Background: Olumacostat glasaretil (OG) inhibits acetyl-coenzyme A carboxylase, the enzyme responsible for the first, rate-limiting step in de novo fatty acid synthesis. OG inhibited in vitro human sebocyte lipid production and reduced in vivo sebaceous gland size in hamster ears.
Objectives: Safety and efficacy of OG 7.5% gel were evaluated in patients with moderate to severe facial acne vulgaris.
Methods: Patients were randomized (1:1) to twice-daily application of OG or vehicle for 12 weeks. Efficacy was measured through changes in lesion counts and improvement in acne severity scores.
Results: A total of 108 patients received OG (n = 53) or vehicle (n = 55); these groups had mean baseline counts of 29.7 and 28.6 inflammatory and 40.9 and 38.8 noninflammatory lesions, respectively. At week 12, OG treatment showed greater reductions from baseline in inflammatory lesions (-63.9% vs -45.9%; P = .0006) and noninflammatory lesions (-48.1% vs -28.8%; P = .0025), and more patients with greater than or equal to 2-grade improvement in investigator global assessment score (24.5% vs 7.3%; P = .0070) than vehicle. Application-site adverse events (typically mild or moderate intensity) were more common with OG.

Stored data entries
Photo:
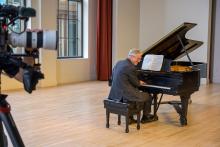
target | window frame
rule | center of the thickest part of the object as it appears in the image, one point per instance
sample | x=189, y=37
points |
x=58, y=27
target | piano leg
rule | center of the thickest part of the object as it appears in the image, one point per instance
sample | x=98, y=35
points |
x=184, y=109
x=156, y=105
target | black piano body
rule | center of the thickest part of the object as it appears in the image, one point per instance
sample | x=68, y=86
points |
x=183, y=84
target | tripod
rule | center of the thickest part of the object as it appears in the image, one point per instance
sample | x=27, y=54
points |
x=7, y=119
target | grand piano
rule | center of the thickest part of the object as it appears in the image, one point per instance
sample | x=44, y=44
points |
x=168, y=81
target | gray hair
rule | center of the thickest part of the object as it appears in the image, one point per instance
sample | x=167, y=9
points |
x=134, y=51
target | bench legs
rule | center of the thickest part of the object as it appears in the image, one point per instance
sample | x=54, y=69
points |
x=126, y=120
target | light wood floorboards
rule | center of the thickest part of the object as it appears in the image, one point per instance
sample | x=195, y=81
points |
x=73, y=116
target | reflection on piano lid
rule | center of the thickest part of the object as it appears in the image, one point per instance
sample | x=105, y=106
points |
x=170, y=46
x=155, y=86
x=173, y=46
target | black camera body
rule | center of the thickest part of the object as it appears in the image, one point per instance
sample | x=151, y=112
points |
x=12, y=63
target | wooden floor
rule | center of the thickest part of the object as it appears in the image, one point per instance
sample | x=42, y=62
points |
x=73, y=116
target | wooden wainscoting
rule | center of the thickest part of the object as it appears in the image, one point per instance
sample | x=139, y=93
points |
x=73, y=115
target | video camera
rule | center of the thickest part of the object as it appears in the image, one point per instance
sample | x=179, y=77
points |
x=12, y=63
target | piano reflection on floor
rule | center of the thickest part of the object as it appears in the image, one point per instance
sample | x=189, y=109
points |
x=173, y=79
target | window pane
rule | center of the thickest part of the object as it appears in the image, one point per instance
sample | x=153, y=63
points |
x=70, y=28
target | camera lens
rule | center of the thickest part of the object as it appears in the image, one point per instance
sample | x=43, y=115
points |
x=41, y=39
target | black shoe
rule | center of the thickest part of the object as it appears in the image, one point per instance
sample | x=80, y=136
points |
x=148, y=118
x=132, y=120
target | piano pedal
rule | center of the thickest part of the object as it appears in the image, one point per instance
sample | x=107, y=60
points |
x=178, y=109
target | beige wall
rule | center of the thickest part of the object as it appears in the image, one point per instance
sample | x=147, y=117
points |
x=62, y=71
x=125, y=27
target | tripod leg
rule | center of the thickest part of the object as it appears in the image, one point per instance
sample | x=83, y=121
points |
x=3, y=137
x=11, y=128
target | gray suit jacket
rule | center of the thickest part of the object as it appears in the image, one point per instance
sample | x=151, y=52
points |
x=125, y=83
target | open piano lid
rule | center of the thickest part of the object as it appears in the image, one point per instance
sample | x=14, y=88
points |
x=170, y=45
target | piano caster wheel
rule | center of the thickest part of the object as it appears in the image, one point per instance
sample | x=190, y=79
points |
x=183, y=121
x=155, y=118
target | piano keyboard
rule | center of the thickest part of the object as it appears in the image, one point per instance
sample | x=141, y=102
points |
x=155, y=86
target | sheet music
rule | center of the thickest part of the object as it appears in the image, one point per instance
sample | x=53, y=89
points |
x=152, y=62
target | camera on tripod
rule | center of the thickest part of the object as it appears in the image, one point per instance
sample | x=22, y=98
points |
x=13, y=63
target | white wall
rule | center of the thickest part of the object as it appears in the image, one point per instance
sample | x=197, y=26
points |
x=216, y=65
x=125, y=27
x=152, y=22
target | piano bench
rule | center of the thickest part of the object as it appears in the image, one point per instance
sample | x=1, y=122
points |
x=124, y=109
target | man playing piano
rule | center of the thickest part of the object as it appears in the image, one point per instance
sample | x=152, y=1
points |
x=125, y=85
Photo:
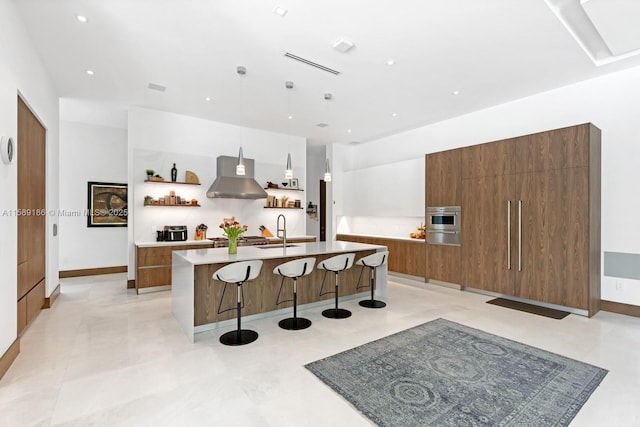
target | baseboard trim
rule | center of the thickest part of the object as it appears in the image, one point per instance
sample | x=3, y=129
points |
x=9, y=356
x=92, y=271
x=620, y=308
x=48, y=301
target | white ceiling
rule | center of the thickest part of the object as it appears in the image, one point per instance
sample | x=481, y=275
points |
x=491, y=51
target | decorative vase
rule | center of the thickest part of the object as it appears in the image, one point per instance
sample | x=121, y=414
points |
x=233, y=244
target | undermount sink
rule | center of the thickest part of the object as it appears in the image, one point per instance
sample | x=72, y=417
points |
x=274, y=246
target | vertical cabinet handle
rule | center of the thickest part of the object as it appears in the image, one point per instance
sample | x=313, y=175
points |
x=519, y=235
x=508, y=234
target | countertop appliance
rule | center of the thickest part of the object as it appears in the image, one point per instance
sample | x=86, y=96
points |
x=223, y=242
x=175, y=233
x=443, y=225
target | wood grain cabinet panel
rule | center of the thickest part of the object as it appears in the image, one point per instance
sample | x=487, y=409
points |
x=546, y=246
x=487, y=262
x=153, y=264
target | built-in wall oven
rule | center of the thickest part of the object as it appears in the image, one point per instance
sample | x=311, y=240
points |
x=443, y=225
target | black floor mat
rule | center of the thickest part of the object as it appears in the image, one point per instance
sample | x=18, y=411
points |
x=529, y=308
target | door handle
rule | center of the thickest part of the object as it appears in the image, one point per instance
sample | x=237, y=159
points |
x=508, y=234
x=519, y=235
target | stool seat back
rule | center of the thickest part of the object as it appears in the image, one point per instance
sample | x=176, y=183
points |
x=374, y=260
x=337, y=263
x=296, y=268
x=240, y=271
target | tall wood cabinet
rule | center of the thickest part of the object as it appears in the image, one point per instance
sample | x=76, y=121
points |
x=443, y=187
x=531, y=217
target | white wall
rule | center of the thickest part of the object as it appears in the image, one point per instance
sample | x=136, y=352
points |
x=89, y=153
x=610, y=102
x=157, y=139
x=22, y=73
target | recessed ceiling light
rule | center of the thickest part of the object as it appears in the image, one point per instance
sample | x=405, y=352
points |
x=280, y=11
x=343, y=45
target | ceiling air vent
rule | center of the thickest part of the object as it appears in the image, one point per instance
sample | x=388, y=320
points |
x=159, y=88
x=313, y=64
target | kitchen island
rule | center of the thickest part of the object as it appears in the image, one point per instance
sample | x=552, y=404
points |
x=196, y=296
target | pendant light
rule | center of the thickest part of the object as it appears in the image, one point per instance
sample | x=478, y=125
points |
x=288, y=171
x=240, y=166
x=327, y=170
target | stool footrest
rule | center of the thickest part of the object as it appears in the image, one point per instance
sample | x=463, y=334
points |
x=294, y=323
x=336, y=313
x=372, y=303
x=246, y=337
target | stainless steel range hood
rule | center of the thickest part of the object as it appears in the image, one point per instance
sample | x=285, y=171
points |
x=229, y=185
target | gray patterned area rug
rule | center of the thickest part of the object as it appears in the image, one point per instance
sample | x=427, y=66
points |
x=445, y=374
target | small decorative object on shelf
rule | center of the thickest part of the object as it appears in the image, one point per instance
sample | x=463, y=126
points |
x=191, y=178
x=233, y=229
x=174, y=173
x=201, y=232
x=421, y=234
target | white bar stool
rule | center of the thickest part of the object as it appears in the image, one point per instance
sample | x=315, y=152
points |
x=336, y=264
x=294, y=269
x=238, y=273
x=372, y=261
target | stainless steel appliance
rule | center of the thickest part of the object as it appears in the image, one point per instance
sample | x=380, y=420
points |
x=175, y=233
x=443, y=225
x=223, y=242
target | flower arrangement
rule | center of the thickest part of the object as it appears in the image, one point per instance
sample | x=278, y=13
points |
x=201, y=232
x=232, y=228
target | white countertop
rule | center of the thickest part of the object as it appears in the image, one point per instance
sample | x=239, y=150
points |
x=380, y=236
x=180, y=243
x=277, y=239
x=221, y=255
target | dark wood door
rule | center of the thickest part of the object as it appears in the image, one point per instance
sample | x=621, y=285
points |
x=555, y=237
x=487, y=233
x=31, y=206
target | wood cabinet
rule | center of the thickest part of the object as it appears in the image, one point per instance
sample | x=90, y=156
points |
x=531, y=217
x=153, y=264
x=443, y=187
x=405, y=256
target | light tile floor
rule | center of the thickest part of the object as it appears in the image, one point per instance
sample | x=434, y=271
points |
x=103, y=356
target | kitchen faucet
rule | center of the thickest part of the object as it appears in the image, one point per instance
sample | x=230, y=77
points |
x=284, y=230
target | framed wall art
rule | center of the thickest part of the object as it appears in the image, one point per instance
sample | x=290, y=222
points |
x=107, y=204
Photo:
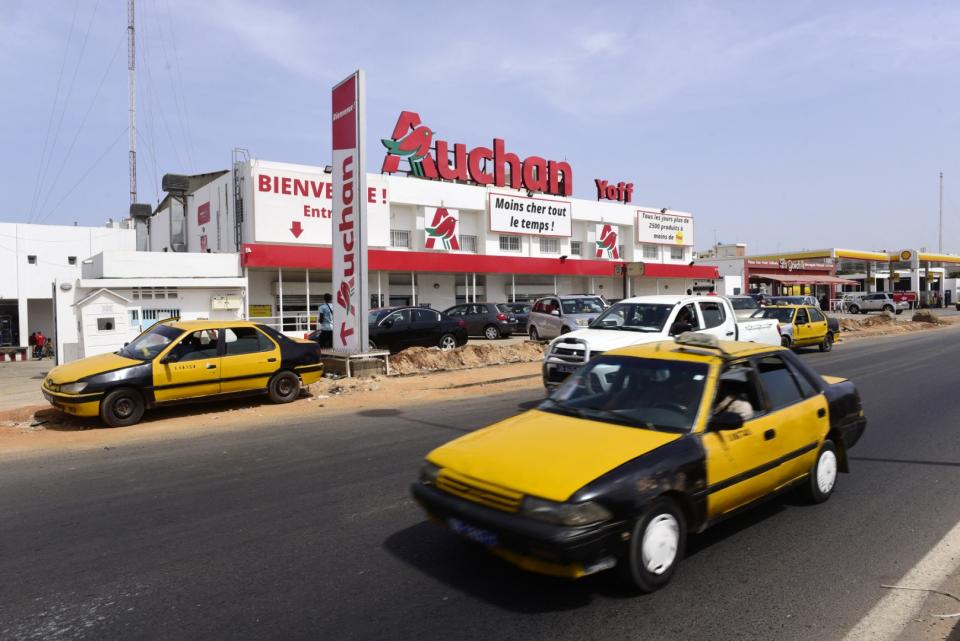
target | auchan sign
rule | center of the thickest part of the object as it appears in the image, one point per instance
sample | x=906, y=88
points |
x=412, y=141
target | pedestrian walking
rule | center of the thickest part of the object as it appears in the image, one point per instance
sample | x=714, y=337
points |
x=325, y=321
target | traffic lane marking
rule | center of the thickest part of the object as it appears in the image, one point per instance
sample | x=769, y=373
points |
x=888, y=618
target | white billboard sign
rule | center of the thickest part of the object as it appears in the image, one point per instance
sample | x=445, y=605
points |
x=664, y=228
x=296, y=207
x=349, y=229
x=531, y=216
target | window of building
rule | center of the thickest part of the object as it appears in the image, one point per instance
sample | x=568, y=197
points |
x=509, y=243
x=549, y=245
x=400, y=238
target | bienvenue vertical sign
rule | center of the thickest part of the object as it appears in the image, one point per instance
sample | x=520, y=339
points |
x=351, y=299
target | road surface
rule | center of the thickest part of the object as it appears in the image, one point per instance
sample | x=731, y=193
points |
x=306, y=531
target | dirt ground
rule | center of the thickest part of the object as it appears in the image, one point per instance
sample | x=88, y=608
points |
x=34, y=428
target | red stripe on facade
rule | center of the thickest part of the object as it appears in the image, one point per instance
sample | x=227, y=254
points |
x=299, y=257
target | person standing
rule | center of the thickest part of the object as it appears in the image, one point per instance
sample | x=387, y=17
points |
x=325, y=321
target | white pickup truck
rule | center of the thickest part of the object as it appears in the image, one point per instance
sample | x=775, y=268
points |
x=647, y=319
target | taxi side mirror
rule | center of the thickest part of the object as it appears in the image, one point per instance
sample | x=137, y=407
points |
x=725, y=421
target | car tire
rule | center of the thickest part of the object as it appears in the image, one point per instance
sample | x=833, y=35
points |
x=656, y=546
x=122, y=407
x=491, y=332
x=284, y=387
x=827, y=343
x=822, y=480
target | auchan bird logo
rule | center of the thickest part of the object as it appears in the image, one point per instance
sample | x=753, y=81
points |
x=444, y=229
x=607, y=246
x=414, y=146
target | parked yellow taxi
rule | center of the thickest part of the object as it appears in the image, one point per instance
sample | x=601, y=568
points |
x=176, y=361
x=639, y=447
x=803, y=326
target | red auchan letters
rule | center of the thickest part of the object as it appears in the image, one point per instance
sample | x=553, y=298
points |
x=412, y=141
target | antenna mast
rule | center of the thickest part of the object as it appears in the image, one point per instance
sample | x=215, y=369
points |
x=132, y=98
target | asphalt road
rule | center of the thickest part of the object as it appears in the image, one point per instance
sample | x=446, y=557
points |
x=307, y=532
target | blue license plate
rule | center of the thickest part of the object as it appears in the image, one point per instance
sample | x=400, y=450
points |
x=472, y=532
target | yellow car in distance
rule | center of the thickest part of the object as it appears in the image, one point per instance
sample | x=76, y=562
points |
x=178, y=361
x=803, y=326
x=639, y=447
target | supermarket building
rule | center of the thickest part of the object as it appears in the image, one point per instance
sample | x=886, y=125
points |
x=431, y=242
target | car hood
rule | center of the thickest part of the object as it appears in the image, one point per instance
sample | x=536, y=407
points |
x=603, y=340
x=74, y=371
x=544, y=454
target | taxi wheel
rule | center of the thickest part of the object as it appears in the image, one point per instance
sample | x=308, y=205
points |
x=827, y=343
x=655, y=548
x=122, y=407
x=284, y=387
x=823, y=475
x=491, y=332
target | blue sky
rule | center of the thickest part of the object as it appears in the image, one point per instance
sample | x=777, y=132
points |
x=783, y=125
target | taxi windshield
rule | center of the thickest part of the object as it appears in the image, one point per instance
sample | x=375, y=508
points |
x=637, y=317
x=582, y=305
x=147, y=345
x=646, y=393
x=782, y=314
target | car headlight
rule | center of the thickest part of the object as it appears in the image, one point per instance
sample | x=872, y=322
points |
x=429, y=473
x=572, y=514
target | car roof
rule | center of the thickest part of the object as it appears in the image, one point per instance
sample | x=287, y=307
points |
x=671, y=350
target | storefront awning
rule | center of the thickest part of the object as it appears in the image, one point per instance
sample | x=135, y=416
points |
x=790, y=279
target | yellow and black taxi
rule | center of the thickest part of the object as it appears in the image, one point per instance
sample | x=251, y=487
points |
x=639, y=447
x=175, y=361
x=803, y=326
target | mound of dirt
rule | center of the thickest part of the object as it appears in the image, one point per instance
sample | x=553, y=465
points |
x=926, y=316
x=859, y=324
x=427, y=359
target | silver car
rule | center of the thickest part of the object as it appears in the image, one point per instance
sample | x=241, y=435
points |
x=555, y=315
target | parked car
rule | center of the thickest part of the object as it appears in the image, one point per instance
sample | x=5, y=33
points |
x=397, y=328
x=647, y=319
x=640, y=448
x=793, y=300
x=520, y=310
x=485, y=319
x=803, y=325
x=552, y=316
x=173, y=361
x=743, y=306
x=877, y=302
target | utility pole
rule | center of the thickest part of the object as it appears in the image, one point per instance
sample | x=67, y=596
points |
x=940, y=235
x=132, y=98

**INSTRUCTIONS:**
(1) Say whether each statement agrees with the olumacostat glasaretil abstract, answering yes or no and quoting the deciding words of the abstract: (a) Patients applied the gel once a day. (b) The vehicle group had more patients than the OG group. (c) OG reduced sebaceous gland size in hamster ears.
(2) Replace "acne vulgaris" with "acne" in the stretch of the olumacostat glasaretil abstract from "Background: Olumacostat glasaretil" through "facial acne vulgaris.", and write out that stretch with the change.
(3) Please extend the olumacostat glasaretil abstract by continuing it from where it stops.
The records can be set aside, since they aren't needed here.

**OUTPUTS BY TASK:**
(1)
(a) No: "twice-daily application of OG or vehicle for 12 weeks"
(b) Yes: "OG (n = 53) or vehicle (n = 55)"
(c) Yes: "reduced in vivo sebaceous gland size in hamster ears"

(2)
Background: Olumacostat glasaretil (OG) inhibits acetyl-coenzyme A carboxylase, the enzyme responsible for the first, rate-limiting step in de novo fatty acid synthesis. OG inhibited in vitro human sebocyte lipid production and reduced in vivo sebaceous gland size in hamster ears.
Objectives: Safety and efficacy of OG 7.5% gel were evaluated in patients with moderate to severe facial acne.

(3)
Limitations: Larger trials are needed to optimize OG dosing and confirm the current results.
Conclusion: OG was well tolerated and showed evidence of efficacy, suggesting further development is warranted.
Keywords: acetyl-coenzyme A carboxylase inhibitor; acne vulgaris; inflammatory lesions; investigator global assessment; local skin reactions; noninflammatory lesions; olumacostat glasaretil.